Input material.
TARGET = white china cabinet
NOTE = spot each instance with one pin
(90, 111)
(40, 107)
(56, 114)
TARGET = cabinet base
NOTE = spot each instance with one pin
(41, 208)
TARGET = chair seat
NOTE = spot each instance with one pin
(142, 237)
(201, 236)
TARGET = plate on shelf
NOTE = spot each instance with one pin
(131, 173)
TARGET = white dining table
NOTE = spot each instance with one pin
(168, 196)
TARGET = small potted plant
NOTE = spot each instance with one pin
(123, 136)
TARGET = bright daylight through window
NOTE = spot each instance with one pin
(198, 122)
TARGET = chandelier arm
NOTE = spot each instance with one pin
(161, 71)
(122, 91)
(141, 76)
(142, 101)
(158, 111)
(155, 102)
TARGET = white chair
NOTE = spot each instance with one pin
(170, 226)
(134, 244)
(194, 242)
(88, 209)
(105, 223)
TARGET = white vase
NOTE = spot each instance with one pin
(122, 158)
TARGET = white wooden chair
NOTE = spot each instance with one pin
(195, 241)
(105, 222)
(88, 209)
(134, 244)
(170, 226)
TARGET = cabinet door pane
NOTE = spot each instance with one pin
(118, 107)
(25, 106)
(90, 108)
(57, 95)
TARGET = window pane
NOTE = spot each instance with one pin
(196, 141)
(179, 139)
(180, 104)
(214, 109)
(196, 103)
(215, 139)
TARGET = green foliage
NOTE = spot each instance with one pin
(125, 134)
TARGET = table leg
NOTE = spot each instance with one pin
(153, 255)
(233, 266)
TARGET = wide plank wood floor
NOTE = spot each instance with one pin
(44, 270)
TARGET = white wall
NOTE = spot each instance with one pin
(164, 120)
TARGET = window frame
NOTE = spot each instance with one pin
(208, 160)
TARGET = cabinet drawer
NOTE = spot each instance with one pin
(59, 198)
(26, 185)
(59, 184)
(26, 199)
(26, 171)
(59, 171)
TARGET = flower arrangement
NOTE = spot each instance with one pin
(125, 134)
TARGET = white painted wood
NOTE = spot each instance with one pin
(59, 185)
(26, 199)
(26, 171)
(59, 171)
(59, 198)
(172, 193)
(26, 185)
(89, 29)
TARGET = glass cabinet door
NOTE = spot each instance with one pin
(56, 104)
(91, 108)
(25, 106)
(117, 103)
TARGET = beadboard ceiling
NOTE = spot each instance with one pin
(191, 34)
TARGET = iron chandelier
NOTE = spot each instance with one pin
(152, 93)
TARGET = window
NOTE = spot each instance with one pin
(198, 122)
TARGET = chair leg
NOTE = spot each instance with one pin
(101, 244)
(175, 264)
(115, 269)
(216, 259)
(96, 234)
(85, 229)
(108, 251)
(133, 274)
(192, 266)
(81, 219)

Goal of the exercise.
Copy out all of the material above word for word, keeping every line unchanged and in its original order.

Completed exercise.
TARGET = white china cabinet
NOTE = spot each instance with one pin
(90, 111)
(40, 107)
(56, 114)
TARGET = cabinet base
NOTE = spot each instance with one pin
(41, 208)
TARGET = chair seat
NOTE = spot each instance with one pin
(142, 237)
(201, 236)
TARGET = plate on shelf
NOTE = spot each instance with one pin
(131, 173)
TARGET = white dining table
NOTE = spot each instance with one pin
(168, 196)
TARGET = small potted plant
NOTE = spot each instance with one pin
(123, 136)
TARGET = bright daylight through window
NOTE = spot each instance with one pin
(198, 122)
TARGET = chandelier arm
NOTE = spot each instance with one pin
(161, 71)
(122, 91)
(141, 76)
(142, 101)
(158, 111)
(155, 102)
TARGET = white chair
NOTE = spot each instance with one pin
(170, 226)
(134, 244)
(194, 242)
(88, 209)
(105, 223)
TARGET = white vase
NOTE = spot each instance with one pin
(122, 158)
TARGET = white wooden chair
NOTE = spot each instance with one pin
(195, 241)
(105, 222)
(88, 209)
(134, 244)
(170, 226)
TARGET = cabinet door pane
NOTE = spot each instance with one pin
(118, 107)
(25, 106)
(90, 108)
(57, 95)
TARGET = window pane
NOTE = spot each instance with one pin
(196, 141)
(179, 139)
(180, 104)
(214, 109)
(196, 103)
(215, 139)
TARGET = green foliage
NOTE = spot each instance with one pin
(125, 134)
TARGET = table leg
NOTE = spot each instance with one pin
(153, 255)
(233, 266)
TARGET = wide plank wood floor
NOTE = spot each instance with one pin
(44, 270)
TARGET = white wall
NOTE = spot each instance with one pin
(164, 120)
TARGET = window frame
NOTE = spot each instance with one pin
(208, 160)
TARGET = cabinet drawer
NOTE = spot each instance with one pin
(59, 198)
(26, 185)
(59, 184)
(26, 199)
(26, 171)
(59, 171)
TARGET = flower arrangement
NOTE = spot each instance with one pin
(125, 134)
TARGET = white painted wood
NOTE = spot each instance with one pin
(59, 185)
(26, 199)
(26, 171)
(59, 171)
(59, 198)
(172, 193)
(26, 185)
(89, 29)
TARGET = glass cabinet door
NOTE = spot each instance with one pin
(56, 104)
(91, 108)
(25, 106)
(117, 103)
TARGET = beadboard ceiling
NOTE = spot each instance with one pin
(191, 34)
TARGET = iron chandelier
NOTE = spot each instance with one pin
(152, 93)
TARGET = window
NOTE = spot each instance with one pin
(198, 122)
TARGET = chair leg
NOTE = spot each instance with one pin
(101, 244)
(175, 264)
(115, 269)
(216, 259)
(96, 234)
(85, 229)
(108, 251)
(133, 274)
(192, 266)
(81, 219)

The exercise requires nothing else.